> _DIRECTIONS FOR THIS TASK_: Which lines in the items below contain the string "water"? Copy each of them, treating uppercase and lowercase as different.

(Raw records)
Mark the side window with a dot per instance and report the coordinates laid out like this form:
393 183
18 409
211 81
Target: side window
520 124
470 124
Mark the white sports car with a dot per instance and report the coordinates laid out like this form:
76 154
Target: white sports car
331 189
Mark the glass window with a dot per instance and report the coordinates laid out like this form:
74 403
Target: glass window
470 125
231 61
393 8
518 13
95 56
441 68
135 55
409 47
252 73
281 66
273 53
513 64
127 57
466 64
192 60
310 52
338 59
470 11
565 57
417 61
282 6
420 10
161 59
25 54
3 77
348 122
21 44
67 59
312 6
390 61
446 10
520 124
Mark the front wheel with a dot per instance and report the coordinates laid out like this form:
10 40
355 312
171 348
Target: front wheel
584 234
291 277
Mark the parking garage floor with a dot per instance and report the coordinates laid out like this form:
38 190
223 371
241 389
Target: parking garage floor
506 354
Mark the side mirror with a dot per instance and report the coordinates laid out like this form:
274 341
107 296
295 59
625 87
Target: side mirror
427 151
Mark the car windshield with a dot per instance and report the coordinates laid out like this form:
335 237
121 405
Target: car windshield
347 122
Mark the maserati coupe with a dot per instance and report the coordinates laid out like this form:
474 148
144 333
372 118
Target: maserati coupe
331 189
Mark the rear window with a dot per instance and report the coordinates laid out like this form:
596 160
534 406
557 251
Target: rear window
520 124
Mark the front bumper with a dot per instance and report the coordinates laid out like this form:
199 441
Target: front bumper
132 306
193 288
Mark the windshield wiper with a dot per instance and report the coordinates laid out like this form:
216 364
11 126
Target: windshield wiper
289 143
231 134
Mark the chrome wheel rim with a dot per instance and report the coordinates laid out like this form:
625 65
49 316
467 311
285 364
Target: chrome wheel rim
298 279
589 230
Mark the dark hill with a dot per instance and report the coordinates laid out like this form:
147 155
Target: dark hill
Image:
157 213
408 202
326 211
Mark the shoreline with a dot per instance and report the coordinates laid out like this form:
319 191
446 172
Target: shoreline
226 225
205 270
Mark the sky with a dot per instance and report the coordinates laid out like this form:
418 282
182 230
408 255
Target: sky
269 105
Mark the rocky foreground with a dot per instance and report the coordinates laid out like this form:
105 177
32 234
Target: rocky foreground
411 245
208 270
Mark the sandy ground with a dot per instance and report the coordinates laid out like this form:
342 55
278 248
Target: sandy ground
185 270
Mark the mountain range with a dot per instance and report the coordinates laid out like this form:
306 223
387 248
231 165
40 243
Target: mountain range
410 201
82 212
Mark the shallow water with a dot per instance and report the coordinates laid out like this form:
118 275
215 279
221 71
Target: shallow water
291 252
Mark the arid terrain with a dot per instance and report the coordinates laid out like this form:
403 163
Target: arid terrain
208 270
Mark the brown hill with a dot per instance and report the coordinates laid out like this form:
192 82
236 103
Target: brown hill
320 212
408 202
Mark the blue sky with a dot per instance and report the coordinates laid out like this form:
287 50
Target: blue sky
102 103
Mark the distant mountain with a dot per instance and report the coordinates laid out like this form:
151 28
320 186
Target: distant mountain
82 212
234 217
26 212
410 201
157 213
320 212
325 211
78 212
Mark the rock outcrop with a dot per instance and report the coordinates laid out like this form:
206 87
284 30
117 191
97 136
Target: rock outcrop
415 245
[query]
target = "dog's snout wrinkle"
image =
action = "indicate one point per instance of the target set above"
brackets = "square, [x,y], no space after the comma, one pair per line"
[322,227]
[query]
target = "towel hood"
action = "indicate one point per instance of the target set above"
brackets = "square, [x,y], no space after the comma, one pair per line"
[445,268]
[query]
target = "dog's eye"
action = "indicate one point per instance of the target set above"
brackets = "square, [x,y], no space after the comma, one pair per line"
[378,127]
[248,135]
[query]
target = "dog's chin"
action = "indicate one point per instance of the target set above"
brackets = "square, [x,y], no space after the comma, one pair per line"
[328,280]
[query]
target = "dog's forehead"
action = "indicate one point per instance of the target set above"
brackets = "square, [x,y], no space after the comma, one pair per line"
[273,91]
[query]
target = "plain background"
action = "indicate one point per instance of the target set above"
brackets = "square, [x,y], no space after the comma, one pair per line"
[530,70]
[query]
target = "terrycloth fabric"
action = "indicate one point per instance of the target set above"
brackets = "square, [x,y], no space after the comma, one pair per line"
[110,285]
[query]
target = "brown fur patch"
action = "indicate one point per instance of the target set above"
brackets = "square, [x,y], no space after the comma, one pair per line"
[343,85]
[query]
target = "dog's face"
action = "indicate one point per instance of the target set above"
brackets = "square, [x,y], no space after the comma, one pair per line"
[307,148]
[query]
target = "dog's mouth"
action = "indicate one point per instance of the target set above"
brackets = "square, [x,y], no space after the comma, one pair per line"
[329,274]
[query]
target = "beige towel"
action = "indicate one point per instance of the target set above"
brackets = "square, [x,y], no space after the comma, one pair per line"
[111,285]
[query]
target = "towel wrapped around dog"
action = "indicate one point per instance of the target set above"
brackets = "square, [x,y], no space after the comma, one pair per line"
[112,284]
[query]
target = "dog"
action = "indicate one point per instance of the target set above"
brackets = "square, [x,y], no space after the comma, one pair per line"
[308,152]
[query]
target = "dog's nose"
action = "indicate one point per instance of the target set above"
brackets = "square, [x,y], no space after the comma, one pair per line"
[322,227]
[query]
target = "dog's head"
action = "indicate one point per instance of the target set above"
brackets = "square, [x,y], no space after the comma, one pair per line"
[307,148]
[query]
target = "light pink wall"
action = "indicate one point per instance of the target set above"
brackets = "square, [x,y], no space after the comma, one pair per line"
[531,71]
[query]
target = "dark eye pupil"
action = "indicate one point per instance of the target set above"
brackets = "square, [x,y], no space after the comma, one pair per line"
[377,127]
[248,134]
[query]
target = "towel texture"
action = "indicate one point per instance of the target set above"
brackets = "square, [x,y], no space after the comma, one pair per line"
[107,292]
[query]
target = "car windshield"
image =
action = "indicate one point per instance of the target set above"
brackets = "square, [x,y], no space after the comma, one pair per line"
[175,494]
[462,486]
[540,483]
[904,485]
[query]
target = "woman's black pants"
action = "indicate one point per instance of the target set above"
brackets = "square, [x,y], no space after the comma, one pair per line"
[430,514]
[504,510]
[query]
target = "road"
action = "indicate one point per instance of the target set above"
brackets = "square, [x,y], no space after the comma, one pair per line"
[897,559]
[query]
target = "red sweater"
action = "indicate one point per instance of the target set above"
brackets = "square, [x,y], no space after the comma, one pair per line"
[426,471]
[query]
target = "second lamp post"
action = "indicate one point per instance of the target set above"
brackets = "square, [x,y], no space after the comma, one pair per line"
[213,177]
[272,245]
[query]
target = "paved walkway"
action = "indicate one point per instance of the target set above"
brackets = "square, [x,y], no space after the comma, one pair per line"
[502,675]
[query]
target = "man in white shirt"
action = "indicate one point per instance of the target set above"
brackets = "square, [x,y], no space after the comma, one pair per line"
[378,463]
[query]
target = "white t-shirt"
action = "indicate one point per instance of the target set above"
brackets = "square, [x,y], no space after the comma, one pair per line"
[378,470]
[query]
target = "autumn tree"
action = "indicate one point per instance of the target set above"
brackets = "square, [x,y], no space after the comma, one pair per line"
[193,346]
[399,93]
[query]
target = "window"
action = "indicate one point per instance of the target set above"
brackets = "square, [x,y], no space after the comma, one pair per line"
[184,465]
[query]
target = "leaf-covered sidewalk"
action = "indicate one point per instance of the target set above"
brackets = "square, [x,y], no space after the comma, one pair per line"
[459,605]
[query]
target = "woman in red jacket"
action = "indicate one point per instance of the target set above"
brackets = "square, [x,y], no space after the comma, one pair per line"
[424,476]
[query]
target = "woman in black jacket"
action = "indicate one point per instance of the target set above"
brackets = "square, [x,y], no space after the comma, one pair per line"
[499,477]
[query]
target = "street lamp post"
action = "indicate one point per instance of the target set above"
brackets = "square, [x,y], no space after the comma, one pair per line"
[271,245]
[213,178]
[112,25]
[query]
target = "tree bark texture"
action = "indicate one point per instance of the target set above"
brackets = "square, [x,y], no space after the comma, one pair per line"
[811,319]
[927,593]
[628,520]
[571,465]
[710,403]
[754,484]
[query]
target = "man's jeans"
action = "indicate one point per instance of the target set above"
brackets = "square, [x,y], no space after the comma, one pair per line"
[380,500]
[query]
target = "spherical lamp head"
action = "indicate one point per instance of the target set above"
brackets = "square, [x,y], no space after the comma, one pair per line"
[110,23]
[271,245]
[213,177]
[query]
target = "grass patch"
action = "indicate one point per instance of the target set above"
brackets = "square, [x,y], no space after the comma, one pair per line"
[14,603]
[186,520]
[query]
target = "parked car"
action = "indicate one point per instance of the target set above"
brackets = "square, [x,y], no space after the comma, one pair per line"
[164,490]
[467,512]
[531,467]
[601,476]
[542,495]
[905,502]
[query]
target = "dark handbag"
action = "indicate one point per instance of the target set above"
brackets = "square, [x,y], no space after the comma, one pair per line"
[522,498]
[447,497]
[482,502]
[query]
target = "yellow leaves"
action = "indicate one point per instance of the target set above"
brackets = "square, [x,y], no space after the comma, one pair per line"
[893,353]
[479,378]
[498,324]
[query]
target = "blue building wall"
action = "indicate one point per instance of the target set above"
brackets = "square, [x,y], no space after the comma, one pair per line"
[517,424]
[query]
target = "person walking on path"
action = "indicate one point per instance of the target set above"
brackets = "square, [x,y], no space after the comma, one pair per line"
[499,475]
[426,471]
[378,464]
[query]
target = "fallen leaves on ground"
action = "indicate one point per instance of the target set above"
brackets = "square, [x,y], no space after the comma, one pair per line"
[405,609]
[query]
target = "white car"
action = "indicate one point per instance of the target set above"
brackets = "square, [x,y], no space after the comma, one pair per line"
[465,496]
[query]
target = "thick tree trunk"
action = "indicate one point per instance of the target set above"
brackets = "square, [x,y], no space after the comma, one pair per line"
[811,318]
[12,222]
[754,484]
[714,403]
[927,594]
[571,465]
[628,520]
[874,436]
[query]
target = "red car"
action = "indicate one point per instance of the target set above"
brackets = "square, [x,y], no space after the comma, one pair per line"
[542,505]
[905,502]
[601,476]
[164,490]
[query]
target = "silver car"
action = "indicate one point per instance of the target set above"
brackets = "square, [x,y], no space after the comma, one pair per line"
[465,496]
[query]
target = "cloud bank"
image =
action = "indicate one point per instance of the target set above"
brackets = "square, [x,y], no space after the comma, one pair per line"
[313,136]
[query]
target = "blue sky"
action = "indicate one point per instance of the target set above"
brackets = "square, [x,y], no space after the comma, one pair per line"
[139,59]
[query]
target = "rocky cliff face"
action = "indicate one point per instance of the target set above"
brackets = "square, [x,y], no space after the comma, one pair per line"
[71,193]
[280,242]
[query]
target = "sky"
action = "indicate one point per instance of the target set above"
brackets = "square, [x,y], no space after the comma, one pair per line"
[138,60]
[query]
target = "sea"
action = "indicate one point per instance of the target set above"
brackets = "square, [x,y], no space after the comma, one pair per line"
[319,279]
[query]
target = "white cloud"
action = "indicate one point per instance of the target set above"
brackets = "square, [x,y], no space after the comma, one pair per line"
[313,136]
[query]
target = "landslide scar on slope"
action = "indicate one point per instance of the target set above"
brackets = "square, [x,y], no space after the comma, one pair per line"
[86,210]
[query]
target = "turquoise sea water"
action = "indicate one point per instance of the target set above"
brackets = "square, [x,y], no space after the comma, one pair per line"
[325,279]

> _RESULT FOR THIS EXERCISE_:
Mark the shallow water with a dot per instance and report the coordinates laid out like this form:
Target: shallow water
target = "turquoise sea water"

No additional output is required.